— Start of PROVIDED MATERIAL —
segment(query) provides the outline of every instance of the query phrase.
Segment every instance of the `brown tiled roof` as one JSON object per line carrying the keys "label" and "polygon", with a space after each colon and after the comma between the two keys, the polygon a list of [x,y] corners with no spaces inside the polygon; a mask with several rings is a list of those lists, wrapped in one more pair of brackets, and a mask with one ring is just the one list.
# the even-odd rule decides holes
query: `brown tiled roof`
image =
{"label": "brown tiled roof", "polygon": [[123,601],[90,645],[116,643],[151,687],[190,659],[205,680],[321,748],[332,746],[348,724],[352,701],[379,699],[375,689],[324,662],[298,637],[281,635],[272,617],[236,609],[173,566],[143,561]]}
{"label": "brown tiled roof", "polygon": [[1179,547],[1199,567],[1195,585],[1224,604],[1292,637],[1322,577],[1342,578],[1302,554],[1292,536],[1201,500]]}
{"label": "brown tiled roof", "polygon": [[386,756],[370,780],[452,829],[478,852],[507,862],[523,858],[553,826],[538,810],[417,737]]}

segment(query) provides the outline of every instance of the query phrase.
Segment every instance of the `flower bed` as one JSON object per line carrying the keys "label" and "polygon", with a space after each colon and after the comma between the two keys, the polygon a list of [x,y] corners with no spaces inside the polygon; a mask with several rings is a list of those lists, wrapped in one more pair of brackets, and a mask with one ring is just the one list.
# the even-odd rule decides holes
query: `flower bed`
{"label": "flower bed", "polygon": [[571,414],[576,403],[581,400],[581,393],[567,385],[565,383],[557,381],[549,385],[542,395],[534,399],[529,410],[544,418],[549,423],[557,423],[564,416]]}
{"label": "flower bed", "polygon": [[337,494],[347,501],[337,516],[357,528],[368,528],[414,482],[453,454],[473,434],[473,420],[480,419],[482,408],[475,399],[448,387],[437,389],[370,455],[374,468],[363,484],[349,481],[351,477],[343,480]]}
— End of PROVIDED MATERIAL —
- _DIRECTIONS_
Copy out the whole listing above, replacing "outline" with "contour" wherever it occurs and leaving everything else unchanged.

- _CORRECT RESULT_
segment(query) provides the contour of every instance of the query phrase.
Segment every instance of the `brown tiled roof` as one JSON object per line carrying the keys "label" and "polygon", with a space after each colon and after the comma between the two keys, the polygon a list of [x,y] corners with no spaces inside the polygon; a mask with several rings is a list of those lists, wrapped in one more pair of brackets, and a mask with one ring is just the one list.
# the even-odd rule decides holes
query: `brown tiled roof`
image =
{"label": "brown tiled roof", "polygon": [[123,601],[90,645],[116,643],[151,687],[190,659],[205,680],[321,748],[332,746],[348,724],[352,701],[379,699],[375,689],[324,662],[298,637],[281,635],[272,617],[236,609],[173,566],[143,561]]}
{"label": "brown tiled roof", "polygon": [[1179,547],[1199,567],[1195,585],[1224,604],[1292,637],[1322,577],[1342,578],[1302,554],[1292,536],[1201,500]]}
{"label": "brown tiled roof", "polygon": [[386,756],[370,780],[452,829],[478,852],[507,862],[523,858],[553,826],[538,810],[417,737]]}

segment(query) provides the contour of every instance of the query phrase.
Segment every instance of the `flower bed` as one JSON object per line carrying the keys "label" and "polygon", with a space after each colon and after the comma between the two keys, the polygon a list of [x,y] corners with no spaces inside the polygon; a mask with several rings is a list of those lists, wrapped in one more pair of brackets, and a mask with one ring is just the one list.
# the even-odd rule decides holes
query: `flower bed`
{"label": "flower bed", "polygon": [[571,414],[576,403],[581,400],[581,393],[567,385],[565,383],[557,381],[549,385],[542,395],[534,399],[529,410],[544,418],[549,423],[557,423],[564,416]]}
{"label": "flower bed", "polygon": [[337,494],[347,501],[337,516],[357,528],[368,528],[414,482],[453,454],[473,434],[473,420],[480,419],[482,408],[475,399],[448,387],[437,389],[370,455],[374,468],[363,484],[349,481],[351,477],[343,480]]}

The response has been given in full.